── Record set

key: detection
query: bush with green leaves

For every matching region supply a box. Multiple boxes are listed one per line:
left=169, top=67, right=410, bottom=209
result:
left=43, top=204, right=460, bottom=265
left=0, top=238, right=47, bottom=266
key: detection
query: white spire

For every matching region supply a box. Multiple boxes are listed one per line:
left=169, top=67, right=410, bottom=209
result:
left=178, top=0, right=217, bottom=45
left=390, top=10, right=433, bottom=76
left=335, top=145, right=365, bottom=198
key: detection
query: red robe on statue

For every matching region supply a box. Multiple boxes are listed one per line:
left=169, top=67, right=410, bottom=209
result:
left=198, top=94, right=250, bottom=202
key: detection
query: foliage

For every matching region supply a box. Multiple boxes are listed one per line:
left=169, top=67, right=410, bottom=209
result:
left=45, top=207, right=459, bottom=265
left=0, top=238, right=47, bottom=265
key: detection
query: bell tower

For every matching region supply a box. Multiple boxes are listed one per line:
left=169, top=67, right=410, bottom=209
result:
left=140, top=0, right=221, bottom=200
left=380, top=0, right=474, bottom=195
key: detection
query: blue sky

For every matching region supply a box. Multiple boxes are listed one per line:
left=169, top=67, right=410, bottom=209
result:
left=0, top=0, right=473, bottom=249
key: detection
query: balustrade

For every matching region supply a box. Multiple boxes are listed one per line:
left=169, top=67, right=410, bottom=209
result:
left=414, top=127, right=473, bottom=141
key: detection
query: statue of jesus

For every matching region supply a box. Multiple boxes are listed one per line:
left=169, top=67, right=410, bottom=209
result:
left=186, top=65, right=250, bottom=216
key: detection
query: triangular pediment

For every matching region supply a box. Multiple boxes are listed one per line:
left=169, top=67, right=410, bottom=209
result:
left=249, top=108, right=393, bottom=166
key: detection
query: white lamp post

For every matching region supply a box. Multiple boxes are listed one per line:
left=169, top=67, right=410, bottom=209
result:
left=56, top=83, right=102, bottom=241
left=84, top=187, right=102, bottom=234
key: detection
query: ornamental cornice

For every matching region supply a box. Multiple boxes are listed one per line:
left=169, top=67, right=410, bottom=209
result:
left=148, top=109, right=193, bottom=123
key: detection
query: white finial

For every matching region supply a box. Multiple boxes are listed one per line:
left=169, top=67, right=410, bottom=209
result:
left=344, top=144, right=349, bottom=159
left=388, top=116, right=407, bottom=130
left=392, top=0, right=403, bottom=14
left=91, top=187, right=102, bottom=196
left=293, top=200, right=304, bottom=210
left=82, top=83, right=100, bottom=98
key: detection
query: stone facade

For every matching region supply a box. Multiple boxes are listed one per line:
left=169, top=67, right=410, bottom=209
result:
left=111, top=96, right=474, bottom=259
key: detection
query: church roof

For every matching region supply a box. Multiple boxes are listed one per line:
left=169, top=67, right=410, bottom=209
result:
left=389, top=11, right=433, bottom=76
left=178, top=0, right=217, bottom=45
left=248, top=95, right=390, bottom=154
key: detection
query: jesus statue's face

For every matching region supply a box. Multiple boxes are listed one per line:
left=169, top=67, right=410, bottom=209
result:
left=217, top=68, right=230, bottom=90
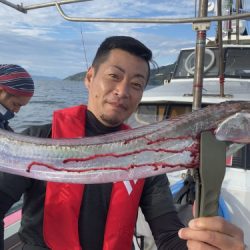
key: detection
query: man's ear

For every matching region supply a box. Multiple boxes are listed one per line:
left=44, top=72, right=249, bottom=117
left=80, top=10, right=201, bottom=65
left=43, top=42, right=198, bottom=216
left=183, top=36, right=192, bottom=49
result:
left=84, top=67, right=94, bottom=89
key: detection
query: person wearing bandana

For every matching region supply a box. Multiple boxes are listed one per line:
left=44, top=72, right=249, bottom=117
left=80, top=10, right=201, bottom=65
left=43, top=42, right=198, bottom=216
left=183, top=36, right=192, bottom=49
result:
left=0, top=64, right=34, bottom=131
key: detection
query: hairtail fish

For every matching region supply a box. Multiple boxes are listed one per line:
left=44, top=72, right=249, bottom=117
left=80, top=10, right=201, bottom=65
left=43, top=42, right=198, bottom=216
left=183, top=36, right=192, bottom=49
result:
left=0, top=99, right=250, bottom=183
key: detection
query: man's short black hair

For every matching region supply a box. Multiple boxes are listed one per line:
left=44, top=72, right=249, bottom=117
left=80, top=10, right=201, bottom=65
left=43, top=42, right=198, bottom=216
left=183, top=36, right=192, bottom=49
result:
left=92, top=36, right=152, bottom=81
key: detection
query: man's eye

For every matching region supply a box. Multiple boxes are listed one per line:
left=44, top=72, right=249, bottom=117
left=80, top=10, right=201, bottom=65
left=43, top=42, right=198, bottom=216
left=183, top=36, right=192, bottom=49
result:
left=109, top=74, right=119, bottom=79
left=132, top=82, right=143, bottom=89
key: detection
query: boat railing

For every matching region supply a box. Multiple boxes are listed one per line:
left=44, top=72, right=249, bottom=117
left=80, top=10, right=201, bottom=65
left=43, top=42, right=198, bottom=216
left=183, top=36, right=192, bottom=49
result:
left=0, top=0, right=250, bottom=24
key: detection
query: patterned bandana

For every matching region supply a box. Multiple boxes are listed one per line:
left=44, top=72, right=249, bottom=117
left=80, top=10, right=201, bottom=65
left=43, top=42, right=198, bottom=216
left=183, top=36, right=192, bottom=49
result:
left=0, top=64, right=34, bottom=96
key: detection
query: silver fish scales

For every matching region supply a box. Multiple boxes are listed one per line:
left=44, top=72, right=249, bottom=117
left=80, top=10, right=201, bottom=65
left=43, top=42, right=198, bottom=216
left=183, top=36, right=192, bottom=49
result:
left=0, top=102, right=250, bottom=183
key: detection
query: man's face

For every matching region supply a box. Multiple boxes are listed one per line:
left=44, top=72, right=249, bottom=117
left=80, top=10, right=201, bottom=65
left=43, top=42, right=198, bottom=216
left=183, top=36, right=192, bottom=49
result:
left=85, top=49, right=149, bottom=127
left=0, top=88, right=31, bottom=113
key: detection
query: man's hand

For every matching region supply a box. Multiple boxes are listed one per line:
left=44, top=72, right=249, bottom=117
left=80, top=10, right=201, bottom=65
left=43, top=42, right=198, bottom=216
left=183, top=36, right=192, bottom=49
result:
left=179, top=216, right=245, bottom=250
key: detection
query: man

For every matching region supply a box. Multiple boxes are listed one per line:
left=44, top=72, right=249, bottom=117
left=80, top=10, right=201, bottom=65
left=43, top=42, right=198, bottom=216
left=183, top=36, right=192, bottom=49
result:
left=0, top=36, right=243, bottom=250
left=0, top=64, right=34, bottom=130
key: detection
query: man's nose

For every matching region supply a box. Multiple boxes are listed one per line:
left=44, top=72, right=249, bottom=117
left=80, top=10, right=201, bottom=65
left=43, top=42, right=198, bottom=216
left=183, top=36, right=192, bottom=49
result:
left=116, top=79, right=129, bottom=97
left=13, top=107, right=21, bottom=113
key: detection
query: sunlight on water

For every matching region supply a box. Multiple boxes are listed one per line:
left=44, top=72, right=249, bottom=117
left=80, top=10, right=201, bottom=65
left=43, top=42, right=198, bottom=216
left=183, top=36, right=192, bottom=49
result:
left=10, top=79, right=87, bottom=132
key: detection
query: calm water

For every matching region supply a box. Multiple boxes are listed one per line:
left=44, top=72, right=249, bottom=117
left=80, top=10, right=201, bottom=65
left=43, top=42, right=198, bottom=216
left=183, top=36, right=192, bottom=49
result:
left=10, top=79, right=87, bottom=132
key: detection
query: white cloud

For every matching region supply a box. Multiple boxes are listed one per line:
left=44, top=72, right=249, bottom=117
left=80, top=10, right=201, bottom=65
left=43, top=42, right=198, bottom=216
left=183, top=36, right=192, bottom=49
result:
left=0, top=0, right=227, bottom=78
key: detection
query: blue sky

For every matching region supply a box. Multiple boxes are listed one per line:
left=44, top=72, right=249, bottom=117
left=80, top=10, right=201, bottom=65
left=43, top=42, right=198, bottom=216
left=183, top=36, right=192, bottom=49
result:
left=0, top=0, right=248, bottom=79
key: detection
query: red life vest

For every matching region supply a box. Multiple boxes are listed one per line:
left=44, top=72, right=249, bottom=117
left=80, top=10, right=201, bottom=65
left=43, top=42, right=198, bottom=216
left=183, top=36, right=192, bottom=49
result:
left=43, top=105, right=144, bottom=250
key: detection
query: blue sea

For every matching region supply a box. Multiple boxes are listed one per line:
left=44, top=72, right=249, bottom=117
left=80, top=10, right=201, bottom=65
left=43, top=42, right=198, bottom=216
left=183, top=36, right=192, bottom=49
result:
left=10, top=79, right=88, bottom=132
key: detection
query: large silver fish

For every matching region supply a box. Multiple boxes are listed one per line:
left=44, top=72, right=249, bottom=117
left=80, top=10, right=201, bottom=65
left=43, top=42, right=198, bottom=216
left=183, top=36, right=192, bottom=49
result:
left=0, top=102, right=250, bottom=183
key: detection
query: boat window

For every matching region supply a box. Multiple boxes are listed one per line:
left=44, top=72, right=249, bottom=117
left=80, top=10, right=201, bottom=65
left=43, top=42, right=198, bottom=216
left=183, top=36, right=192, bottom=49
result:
left=173, top=48, right=219, bottom=78
left=225, top=48, right=250, bottom=78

────

Given instruction ▸ Rewrite the stretch from the start of the listing through the line containing "left=198, top=94, right=250, bottom=202", substituting "provide" for every "supply" and leaving everything else unchanged.

Answer to the exercise ▸
key: detection
query: bush with green leaves

For every matching region provide a box. Multiple boxes are listed one per line:
left=169, top=67, right=410, bottom=209
result:
left=43, top=204, right=460, bottom=265
left=0, top=238, right=47, bottom=266
key: detection
query: white spire

For every matching region provide a box. Multiple boxes are listed one per line:
left=169, top=67, right=410, bottom=209
result:
left=178, top=0, right=217, bottom=45
left=390, top=10, right=433, bottom=76
left=335, top=145, right=365, bottom=198
key: detection
query: red robe on statue

For every matching region provide a box. Multiple boxes are listed one per line:
left=169, top=67, right=410, bottom=209
result:
left=198, top=94, right=250, bottom=202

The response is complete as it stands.